WRITTEN REQUEST A → Rework the Stenka v. Garten passage from the words "In Stenka v." through "in the proceeding.", putting "Landlord and Tenant Board" wherever "LTB" appears.
WRITTEN REQUEST B → Keep going with the Stenka v. Garten passage, picking up after its last sentence.

** start SOURCE **

In Stenka v. Garten (Div Court, 2023) the Divisional Court considered the Baker 'importance of decision' issue, here in an LTD context:
[19] This court has found that procedural fairness before the LTB is at the higher end of the spectrum of procedural fairness because of the high stakes for all parties, among other things: Shapiro v. Swingler, 2021 ONSC 6191, [2021] O.J. No. 4832 (Div. Ct.), at para. 39. While the Respondent submits that an unauthorized occupant does not have the same entitlement to procedural fairness as a tenant, s. 183 of the RTA states that “all persons directly affected by the proceeding [are to be given] an adequate opportunity to know the issues and be heard on the matter” (emphasis added). Moreover, the very issue of whether the Appellant was an unauthorized occupant or tenant was one of the issues to be determined in the proceeding.

** end SOURCE **
** start MATERIAL **

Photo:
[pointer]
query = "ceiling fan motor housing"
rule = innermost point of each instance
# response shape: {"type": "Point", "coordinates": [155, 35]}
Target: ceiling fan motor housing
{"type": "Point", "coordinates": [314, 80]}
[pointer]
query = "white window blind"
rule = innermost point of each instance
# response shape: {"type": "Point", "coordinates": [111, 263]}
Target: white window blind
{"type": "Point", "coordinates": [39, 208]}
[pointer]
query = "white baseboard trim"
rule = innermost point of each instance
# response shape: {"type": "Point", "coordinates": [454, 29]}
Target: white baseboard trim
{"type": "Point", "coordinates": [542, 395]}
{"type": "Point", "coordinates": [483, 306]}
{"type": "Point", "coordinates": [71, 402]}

** end MATERIAL **
** start MATERIAL **

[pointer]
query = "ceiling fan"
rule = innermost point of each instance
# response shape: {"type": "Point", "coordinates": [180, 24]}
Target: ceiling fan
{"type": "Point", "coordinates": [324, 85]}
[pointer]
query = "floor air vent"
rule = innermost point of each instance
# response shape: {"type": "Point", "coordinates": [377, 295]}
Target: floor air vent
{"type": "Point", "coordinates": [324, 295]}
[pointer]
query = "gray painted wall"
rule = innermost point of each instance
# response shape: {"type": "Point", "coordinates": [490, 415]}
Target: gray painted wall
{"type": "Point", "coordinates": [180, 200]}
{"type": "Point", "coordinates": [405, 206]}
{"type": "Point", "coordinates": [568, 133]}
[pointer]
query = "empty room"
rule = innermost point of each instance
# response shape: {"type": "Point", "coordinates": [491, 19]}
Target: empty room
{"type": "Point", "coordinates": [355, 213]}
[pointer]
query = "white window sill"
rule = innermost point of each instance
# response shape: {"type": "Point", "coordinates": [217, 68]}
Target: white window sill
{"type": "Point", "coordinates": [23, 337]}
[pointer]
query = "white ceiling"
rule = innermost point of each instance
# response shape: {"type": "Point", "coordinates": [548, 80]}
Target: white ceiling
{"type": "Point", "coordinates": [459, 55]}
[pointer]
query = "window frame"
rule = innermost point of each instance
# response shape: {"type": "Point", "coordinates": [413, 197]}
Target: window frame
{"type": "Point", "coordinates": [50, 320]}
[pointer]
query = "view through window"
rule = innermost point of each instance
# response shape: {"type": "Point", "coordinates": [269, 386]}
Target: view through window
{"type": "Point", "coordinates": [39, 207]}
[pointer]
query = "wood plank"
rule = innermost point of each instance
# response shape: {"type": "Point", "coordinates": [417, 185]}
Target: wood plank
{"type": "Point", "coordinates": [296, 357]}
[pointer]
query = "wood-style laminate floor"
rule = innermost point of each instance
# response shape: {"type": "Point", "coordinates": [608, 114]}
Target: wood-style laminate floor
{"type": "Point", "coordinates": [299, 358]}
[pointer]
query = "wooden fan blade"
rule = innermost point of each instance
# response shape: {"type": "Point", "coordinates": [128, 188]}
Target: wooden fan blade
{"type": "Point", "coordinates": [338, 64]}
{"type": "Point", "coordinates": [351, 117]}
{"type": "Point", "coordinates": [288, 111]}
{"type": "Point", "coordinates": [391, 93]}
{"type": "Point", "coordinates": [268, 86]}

** end MATERIAL **

RESULT A →
In Stenka v. Garten (Div Court, 2023) the Divisional Court considered the Baker 'importance of decision' issue, here in an LTD context:
[19] This court has found that procedural fairness before the Landlord and Tenant Board is at the higher end of the spectrum of procedural fairness because of the high stakes for all parties, among other things: Shapiro v. Swingler, 2021 ONSC 6191, [2021] O.J. No. 4832 (Div. Ct.), at para. 39. While the Respondent submits that an unauthorized occupant does not have the same entitlement to procedural fairness as a tenant, s. 183 of the RTA states that “all persons directly affected by the proceeding [are to be given] an adequate opportunity to know the issues and be heard on the matter” (emphasis added). Moreover, the very issue of whether the Appellant was an unauthorized occupant or tenant was one of the issues to be determined in the proceeding.

RESULT B →
. Carr v. Brown

In Carr v. Brown (Div Court, 2022) the Divisional Court allowed two appeals of two LTB virtual eviction applications that were decided in a highly confused procedure, one that the court characterized as "haphazard, confusing" [para 40]. The problem seems to have arisen from the member's attempt to hear the two related applications together 'to save time', but excluding the tenants from portions of the case that supposedly didn't involve them. The result was legally ludicrous, for example inviting the tenant's to cross-examine on direct examination that they had been excluded from hearing [para 32].

The court held that the hearing procedure was procedurally unfair, and also an error of law - which allowed it to apply RTA S.210 granting the appeals. The entire case is an example of how far administrative law has generally degraded justice in Ontario.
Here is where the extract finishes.